Only the run of lines from the one containing "of the blue" through the last line should be returned, exactly as written.

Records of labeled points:
---+---

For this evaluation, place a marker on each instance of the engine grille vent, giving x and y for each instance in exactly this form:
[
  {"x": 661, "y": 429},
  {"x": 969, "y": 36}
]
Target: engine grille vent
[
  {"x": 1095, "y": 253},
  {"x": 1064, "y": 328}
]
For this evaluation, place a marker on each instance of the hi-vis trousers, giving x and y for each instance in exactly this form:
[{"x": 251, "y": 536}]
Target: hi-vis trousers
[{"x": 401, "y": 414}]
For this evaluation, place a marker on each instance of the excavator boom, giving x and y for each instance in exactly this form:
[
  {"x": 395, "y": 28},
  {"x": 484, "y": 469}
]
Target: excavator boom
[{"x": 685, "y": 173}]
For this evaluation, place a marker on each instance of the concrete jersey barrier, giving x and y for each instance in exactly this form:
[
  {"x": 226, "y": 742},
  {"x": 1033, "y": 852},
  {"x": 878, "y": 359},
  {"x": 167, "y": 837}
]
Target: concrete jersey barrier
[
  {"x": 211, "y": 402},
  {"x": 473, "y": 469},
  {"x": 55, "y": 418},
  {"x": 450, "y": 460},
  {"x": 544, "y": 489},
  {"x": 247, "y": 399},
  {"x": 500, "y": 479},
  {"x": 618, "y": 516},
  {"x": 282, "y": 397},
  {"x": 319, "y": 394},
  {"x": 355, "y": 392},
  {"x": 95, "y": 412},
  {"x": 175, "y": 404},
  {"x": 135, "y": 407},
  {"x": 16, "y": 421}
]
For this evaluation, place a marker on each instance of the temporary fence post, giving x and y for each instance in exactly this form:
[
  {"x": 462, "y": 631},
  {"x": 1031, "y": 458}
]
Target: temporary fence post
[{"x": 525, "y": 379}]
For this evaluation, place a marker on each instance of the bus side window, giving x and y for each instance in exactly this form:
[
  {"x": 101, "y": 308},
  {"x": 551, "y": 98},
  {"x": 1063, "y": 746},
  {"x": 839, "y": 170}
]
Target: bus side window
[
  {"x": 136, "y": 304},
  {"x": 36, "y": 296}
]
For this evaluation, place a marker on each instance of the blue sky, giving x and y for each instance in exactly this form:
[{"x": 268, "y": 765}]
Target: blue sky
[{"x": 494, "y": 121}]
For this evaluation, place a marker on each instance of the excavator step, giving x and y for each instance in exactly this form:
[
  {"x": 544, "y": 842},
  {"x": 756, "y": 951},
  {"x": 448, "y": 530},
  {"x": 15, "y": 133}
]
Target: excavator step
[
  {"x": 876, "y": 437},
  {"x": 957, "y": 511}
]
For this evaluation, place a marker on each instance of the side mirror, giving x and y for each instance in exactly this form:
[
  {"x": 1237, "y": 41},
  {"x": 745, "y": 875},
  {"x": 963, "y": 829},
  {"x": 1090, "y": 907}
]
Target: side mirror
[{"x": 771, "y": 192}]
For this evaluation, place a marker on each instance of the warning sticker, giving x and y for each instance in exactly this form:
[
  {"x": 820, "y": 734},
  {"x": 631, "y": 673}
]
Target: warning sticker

---+---

▸ Reply
For this evaluation, place a marker on each instance of the blue sky, giving x and y for each instance in exactly this form:
[{"x": 268, "y": 765}]
Target: blue sky
[{"x": 494, "y": 121}]
For this evaluation, place a marker on each instance of the excavator step, giving x and y for each instance in exactly this form:
[
  {"x": 544, "y": 842},
  {"x": 756, "y": 951},
  {"x": 448, "y": 530},
  {"x": 15, "y": 133}
]
Target: excavator step
[
  {"x": 876, "y": 437},
  {"x": 957, "y": 511}
]
For this evaluation, place a marker on each instance of the side mirror, giving x and y for each instance in exactly this form:
[
  {"x": 1237, "y": 41},
  {"x": 745, "y": 875},
  {"x": 963, "y": 829},
  {"x": 1090, "y": 907}
]
Target: side mirror
[{"x": 771, "y": 192}]
For this evaluation, place a marker on each instance of the warning sticker, giving x and y for each instance in exactly this form:
[
  {"x": 820, "y": 734},
  {"x": 631, "y": 673}
]
Target: warning sticker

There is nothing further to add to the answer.